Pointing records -
══════════

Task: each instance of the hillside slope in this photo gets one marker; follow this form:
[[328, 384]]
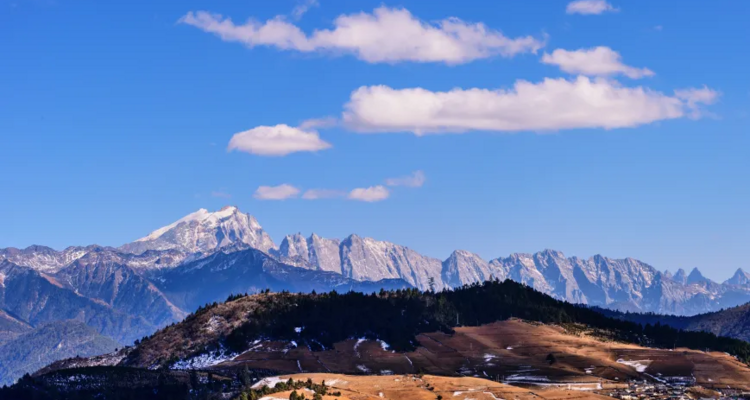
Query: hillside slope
[[62, 339]]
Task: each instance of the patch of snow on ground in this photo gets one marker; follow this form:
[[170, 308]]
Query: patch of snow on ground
[[526, 378], [204, 360], [639, 365], [271, 381], [363, 369]]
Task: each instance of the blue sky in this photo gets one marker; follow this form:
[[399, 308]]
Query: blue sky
[[116, 119]]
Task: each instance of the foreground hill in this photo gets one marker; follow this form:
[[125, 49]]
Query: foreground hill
[[33, 350], [498, 330], [731, 322]]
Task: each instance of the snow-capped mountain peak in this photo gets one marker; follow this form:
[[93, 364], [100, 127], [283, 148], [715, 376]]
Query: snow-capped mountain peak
[[205, 231], [740, 277]]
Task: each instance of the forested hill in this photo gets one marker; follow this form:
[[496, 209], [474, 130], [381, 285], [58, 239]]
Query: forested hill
[[396, 317], [732, 322]]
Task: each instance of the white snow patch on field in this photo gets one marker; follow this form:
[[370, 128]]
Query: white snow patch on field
[[271, 381], [204, 360], [639, 365], [363, 369]]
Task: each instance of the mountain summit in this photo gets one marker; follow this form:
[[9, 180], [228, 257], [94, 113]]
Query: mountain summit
[[740, 277], [204, 231]]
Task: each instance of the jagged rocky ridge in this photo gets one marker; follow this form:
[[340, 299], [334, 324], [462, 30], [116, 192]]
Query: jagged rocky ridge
[[131, 291]]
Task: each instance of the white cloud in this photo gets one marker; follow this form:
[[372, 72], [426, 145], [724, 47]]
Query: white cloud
[[370, 194], [550, 105], [388, 35], [694, 98], [600, 61], [325, 122], [278, 140], [303, 7], [416, 179], [281, 192], [221, 195], [590, 7], [318, 194]]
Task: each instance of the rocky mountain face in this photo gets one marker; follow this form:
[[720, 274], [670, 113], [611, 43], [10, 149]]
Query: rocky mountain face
[[627, 284], [251, 271], [130, 291], [204, 232]]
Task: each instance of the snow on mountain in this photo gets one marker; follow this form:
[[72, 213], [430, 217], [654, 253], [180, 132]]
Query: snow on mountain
[[204, 231], [373, 260], [680, 276], [463, 267], [740, 278], [315, 252], [43, 258], [625, 284]]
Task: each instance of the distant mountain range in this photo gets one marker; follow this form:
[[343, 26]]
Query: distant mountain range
[[131, 291]]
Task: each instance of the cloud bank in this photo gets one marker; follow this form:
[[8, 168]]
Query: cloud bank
[[387, 35], [370, 194], [598, 61], [281, 192], [549, 105], [278, 140], [590, 7]]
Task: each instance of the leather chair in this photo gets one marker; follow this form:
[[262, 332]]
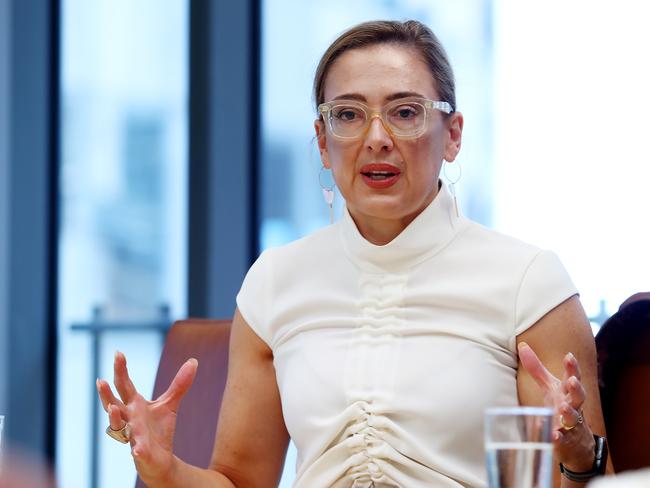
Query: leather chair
[[196, 424], [623, 345]]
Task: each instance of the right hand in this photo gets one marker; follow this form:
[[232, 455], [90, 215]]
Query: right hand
[[151, 423]]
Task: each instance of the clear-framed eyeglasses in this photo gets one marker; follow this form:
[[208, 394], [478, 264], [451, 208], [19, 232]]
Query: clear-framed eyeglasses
[[404, 118]]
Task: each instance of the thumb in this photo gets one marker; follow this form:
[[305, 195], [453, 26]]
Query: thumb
[[180, 385]]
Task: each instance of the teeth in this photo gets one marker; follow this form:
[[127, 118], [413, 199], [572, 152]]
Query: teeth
[[379, 175]]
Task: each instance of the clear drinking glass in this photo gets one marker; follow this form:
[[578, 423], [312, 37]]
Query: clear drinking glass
[[518, 447]]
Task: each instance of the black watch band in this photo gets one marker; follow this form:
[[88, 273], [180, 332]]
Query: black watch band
[[600, 463]]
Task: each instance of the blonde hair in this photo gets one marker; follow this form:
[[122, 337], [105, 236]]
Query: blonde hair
[[410, 33]]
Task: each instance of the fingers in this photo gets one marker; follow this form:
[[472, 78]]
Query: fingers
[[535, 368], [571, 367], [575, 392], [569, 417], [106, 395], [115, 418], [121, 379], [180, 384]]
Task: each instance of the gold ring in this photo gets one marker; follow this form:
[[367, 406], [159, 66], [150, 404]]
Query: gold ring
[[121, 435], [571, 427]]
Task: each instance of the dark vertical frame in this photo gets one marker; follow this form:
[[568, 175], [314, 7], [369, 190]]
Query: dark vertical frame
[[28, 305], [224, 142]]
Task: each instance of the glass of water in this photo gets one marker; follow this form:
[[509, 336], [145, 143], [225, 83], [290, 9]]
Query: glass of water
[[518, 447]]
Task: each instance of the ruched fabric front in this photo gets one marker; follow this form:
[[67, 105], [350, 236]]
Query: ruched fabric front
[[387, 356]]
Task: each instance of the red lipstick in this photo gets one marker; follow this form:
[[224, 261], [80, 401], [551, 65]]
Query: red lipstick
[[380, 175]]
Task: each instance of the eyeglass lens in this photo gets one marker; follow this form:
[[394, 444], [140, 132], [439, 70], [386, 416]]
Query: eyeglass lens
[[405, 119]]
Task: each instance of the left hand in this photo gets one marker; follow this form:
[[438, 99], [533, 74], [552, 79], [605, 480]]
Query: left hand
[[574, 446]]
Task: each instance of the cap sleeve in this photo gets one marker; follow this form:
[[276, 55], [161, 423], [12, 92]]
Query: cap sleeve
[[254, 297], [544, 285]]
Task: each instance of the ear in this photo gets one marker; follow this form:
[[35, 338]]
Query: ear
[[321, 139], [455, 135]]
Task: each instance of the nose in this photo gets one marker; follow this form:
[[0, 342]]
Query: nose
[[377, 136]]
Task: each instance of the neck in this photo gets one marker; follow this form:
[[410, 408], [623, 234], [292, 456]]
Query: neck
[[382, 230]]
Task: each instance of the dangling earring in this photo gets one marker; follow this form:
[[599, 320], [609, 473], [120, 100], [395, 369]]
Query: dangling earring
[[328, 193], [452, 183]]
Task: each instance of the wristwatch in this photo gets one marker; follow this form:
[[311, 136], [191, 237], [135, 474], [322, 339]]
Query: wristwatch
[[600, 463]]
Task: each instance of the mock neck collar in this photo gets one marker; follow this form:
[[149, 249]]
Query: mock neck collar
[[427, 234]]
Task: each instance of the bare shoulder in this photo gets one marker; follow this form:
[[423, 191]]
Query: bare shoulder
[[251, 439], [564, 329]]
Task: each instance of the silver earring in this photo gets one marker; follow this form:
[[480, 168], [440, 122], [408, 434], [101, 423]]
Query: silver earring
[[328, 193], [452, 183]]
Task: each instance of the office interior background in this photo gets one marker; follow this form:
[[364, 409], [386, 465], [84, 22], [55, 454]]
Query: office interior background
[[150, 149]]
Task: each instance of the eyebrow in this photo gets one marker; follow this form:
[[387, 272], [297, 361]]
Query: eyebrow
[[390, 98]]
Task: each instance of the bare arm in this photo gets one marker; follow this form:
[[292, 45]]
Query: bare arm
[[252, 439], [562, 373]]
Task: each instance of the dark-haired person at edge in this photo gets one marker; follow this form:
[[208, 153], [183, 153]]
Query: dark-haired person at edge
[[376, 343]]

══════════

Problem description - Convert the rows from the line containing "Task: each instance of the bare arm" through the last line of the rows into a numbered list, leaving out any blank lines.

Solution to this task -
1. Task: each instance of the bare arm in this photo gets one marker; follow this form:
2. [[292, 45]]
3. Query: bare arm
4. [[252, 439], [562, 373]]
5. Task: each instance of the dark-haired person at edge in this photo gets one marker; follow this form:
6. [[208, 153], [183, 153]]
7. Query: dark-haired person at edge
8. [[376, 343]]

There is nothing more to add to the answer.